There is no contradiction. Your initial assumption that big things do not affect little things is literal nonsense. The Earth (a big thing) affects the motion of a ping-pong ball (a small thing). My lawnmower (a big thing) cuts blades of grass (small things). A centrifuge (a big thing) may be used to segregate different atoms (small things). A screwdriver (a big thing) can turn a screw (a small thing). A train (a big thing) can transport laboratory mice (small things). The Sun (a big thing) can affect an ant (a small thing). A trawler (a big thing) can catch a fish (a small thing). In condensed matter physics, a potential representing a crystalline solid (a big thing) governs the solutions to the Schrodinger equation which are the wave-functions of an individual electron (a small thing). In an elastic collision between a one tonne sphere and a one gramme sphere, the smaller sphere will undergo a more marked change of speed and direction than the larger sphere. Etc etc


little things affect big things. Not the other way round.
----
[Activity]
Continue the passage about big things affecting little things, starting right after its final line. The records that come next have no connection to the text above.

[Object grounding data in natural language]
----
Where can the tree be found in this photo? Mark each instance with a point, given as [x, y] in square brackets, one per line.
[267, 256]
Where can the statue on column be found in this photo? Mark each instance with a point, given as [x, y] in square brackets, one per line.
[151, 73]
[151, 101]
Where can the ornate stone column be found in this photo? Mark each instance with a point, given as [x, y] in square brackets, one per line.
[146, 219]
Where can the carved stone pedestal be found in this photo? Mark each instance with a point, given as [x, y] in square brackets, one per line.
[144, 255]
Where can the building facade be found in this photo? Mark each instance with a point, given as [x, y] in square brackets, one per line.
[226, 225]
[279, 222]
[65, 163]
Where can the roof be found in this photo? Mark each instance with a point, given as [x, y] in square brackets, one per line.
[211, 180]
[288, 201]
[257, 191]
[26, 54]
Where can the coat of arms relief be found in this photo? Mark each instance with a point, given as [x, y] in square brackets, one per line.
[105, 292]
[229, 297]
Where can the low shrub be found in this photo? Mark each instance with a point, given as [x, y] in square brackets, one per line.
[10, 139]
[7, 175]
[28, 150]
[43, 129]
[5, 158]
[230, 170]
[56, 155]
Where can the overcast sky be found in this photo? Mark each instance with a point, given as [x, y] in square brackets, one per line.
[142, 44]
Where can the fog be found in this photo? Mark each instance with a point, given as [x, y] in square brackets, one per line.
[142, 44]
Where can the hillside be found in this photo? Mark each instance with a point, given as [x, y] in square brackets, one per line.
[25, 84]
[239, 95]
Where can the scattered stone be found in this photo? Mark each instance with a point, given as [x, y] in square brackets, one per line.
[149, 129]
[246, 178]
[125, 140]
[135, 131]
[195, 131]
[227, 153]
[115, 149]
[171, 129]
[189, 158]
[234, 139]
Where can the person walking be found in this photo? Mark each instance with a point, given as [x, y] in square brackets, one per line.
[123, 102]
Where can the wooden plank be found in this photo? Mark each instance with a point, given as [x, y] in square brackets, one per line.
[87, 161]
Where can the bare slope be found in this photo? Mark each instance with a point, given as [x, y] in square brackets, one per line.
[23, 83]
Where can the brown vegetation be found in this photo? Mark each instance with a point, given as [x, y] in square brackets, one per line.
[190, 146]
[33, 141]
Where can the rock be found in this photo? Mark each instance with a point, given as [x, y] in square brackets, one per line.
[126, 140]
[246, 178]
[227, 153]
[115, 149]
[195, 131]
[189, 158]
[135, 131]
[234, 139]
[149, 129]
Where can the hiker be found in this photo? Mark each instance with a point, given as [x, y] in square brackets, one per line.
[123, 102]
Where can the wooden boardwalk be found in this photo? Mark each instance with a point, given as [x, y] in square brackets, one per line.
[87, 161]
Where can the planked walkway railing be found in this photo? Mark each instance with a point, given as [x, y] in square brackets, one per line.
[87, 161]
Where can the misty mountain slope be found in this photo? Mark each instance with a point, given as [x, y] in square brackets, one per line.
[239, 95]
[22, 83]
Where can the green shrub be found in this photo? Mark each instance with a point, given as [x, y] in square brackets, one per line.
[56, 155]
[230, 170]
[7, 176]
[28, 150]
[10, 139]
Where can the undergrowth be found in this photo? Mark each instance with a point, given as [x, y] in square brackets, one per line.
----
[Response to this task]
Such is a statement loaded of multiple subjective assumptions.


To start, what are "things"? In nature, there are no muffins, rainbows or clutches. In nature, everything is just atoms or quarks, fields, or something we don't know, but there are no "things" as such. And ALL atoms/quarks/fields/whatever, strictly, interact in some measure with ALL others (even if it is at infinitesimal levels).

So, if "things" are groups of those constitutive parts (there you have a definition of things), which depend on human physical and metaphysical potentials, they are made of those constitutive parts which are in permanent interaction. So, ALL things affect ALL things, independently of what you call "small" and "big".

In synthesis, when you speak of a "thing" you are speaking of what YOU subjectively determine as "thing", ignoring what others and the rest of the universe determine.

"little" vs. "big"

What is "little"? What is the limit between what is "big" and what is "little"? Quantum behavior? Thermodynamics macro vs micro? "Things" smaller than yourself? As measured by entities of what size? existing at what speed?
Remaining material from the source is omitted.